» **Task to complete**
From the listing below, set down exactly the lines between the one holding "Expected output, for every instance of the gray" and the one holding "Expected output, for every instance of the moth's wing, the", inclusive. No other line is wanted.

» **Records provided**
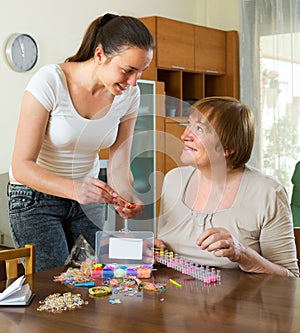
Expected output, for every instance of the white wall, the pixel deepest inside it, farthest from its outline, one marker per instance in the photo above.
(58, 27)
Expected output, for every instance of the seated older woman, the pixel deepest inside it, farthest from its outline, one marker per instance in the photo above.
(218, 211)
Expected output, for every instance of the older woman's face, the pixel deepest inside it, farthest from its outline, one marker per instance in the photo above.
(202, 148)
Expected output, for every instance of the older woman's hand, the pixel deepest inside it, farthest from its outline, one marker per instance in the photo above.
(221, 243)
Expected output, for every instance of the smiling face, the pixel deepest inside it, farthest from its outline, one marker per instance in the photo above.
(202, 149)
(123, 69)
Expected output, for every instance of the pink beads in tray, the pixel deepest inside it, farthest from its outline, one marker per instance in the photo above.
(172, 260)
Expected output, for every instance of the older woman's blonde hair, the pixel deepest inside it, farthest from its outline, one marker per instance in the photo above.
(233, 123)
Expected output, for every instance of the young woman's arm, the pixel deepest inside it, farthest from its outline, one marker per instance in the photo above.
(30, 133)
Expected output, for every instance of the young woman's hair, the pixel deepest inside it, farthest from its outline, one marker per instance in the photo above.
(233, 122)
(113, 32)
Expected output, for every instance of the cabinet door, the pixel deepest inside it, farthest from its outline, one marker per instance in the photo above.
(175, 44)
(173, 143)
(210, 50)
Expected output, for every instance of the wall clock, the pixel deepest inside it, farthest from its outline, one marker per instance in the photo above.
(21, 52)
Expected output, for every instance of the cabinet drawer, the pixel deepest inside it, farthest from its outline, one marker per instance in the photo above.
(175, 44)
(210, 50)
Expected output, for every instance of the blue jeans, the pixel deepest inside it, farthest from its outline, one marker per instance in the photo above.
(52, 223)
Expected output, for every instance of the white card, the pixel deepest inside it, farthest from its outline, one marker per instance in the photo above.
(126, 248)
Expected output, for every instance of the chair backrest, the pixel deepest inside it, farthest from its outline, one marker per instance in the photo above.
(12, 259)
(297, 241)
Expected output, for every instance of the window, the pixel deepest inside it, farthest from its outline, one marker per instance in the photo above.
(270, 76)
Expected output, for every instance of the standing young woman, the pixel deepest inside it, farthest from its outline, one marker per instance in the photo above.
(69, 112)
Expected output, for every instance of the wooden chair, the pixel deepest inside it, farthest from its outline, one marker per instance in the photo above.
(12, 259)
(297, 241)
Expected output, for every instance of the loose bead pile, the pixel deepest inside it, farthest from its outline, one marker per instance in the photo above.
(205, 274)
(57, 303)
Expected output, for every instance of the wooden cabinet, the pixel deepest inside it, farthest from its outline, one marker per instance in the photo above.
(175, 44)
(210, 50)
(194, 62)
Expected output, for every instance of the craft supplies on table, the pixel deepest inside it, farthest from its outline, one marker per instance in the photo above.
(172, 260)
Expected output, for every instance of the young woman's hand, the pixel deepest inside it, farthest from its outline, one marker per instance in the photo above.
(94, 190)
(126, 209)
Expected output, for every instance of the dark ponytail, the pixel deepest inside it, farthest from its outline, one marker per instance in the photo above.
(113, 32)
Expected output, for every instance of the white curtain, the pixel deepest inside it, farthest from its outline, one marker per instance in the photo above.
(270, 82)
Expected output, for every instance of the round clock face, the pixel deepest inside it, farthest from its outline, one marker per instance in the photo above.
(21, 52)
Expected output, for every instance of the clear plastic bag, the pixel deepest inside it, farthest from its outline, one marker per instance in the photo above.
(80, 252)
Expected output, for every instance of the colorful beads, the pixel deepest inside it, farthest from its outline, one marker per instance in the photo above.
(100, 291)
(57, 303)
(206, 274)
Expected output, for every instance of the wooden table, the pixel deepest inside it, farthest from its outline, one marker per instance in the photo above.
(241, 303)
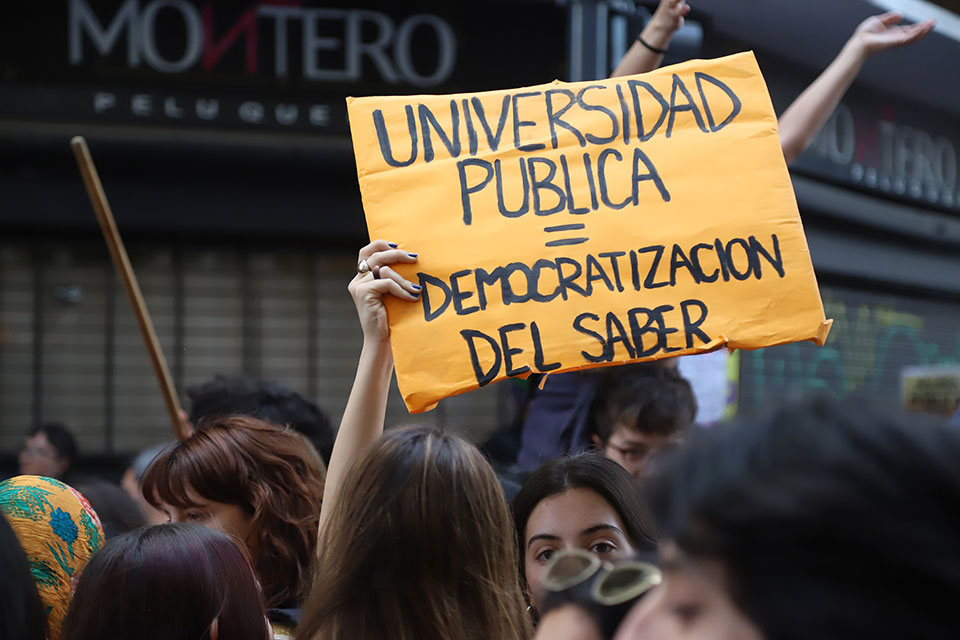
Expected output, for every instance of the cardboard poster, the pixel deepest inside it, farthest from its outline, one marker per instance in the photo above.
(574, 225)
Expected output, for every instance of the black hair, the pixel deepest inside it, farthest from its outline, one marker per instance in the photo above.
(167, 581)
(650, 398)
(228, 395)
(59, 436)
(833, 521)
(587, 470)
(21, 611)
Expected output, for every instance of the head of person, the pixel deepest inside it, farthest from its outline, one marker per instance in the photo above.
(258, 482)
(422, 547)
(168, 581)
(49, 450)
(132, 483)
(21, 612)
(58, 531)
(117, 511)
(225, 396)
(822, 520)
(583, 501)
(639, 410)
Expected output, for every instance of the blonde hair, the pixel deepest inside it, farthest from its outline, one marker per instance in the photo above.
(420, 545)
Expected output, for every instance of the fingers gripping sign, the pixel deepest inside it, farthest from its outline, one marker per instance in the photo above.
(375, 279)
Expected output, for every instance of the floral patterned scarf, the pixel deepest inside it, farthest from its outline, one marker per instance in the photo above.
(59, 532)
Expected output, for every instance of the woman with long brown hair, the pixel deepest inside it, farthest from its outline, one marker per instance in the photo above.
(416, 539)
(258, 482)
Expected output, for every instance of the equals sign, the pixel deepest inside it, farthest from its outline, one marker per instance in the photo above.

...

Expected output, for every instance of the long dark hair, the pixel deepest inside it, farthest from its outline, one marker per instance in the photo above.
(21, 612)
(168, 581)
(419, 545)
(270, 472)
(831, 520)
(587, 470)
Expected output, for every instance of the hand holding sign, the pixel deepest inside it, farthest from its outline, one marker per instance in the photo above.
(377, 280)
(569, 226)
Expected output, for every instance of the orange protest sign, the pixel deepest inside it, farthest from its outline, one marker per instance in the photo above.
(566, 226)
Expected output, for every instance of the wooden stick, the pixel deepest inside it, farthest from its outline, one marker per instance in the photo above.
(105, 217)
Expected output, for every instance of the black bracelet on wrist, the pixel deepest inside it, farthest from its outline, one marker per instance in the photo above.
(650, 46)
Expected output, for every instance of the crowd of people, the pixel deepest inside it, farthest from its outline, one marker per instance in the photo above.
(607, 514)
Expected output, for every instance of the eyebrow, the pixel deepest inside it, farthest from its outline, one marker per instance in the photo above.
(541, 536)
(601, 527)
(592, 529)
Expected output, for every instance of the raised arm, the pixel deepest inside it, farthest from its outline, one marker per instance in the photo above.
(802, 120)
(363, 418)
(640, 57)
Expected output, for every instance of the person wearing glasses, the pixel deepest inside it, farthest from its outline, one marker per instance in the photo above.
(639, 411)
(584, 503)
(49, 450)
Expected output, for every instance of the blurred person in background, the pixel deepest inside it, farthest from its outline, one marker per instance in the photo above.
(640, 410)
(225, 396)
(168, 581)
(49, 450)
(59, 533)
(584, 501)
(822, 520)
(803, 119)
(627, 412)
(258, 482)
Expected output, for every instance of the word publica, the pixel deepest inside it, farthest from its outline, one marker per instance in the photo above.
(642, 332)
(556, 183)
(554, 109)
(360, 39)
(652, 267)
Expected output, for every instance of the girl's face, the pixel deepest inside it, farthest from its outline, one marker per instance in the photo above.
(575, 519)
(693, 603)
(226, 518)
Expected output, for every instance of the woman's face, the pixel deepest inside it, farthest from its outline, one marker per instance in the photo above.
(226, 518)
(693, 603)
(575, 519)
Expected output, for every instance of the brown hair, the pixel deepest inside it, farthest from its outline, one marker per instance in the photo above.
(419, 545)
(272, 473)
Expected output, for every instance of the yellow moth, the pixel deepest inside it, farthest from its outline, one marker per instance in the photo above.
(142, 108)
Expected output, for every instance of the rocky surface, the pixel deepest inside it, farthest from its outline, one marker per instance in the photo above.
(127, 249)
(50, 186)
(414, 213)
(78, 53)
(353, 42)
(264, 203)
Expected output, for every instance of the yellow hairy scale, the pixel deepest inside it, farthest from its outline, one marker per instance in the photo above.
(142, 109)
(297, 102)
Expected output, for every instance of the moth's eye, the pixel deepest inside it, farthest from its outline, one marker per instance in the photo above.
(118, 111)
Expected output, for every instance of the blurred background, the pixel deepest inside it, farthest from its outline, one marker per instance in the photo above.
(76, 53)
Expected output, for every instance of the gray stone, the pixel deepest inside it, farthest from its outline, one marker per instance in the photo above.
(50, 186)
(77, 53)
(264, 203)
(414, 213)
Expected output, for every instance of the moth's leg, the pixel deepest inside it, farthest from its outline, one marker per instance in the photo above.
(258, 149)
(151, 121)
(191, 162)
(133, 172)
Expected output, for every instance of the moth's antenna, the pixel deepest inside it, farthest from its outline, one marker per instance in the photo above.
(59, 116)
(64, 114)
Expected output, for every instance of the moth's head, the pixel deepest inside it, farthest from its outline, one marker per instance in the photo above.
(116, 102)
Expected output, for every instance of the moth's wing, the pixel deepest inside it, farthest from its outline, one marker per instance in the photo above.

» **Exercise response**
Expected output, for every instance of the gray stone, the pixel deepest inside it, farthest from its outline, one marker per instance in the photo above.
(50, 186)
(77, 53)
(264, 203)
(414, 213)
Expected output, for every instance of the moth's leg, the pixel deepest inside it, farthest from its outline, one marker per instance in the photo above.
(258, 149)
(151, 121)
(191, 162)
(133, 172)
Expected output, for every instance of the moth's antenna, the pixel deepest inside it, farthest from its outline, one marker per instance in the photo above.
(59, 116)
(64, 114)
Expected output, for every instance of the moth's head, the pixel deepest inside it, farthest from its outline, one marker per instance in the photo above.
(116, 102)
Expected output, for every instance of the moth's wing, the pixel deepest inside it, farthest from its outline, one marker per instance in the photo above.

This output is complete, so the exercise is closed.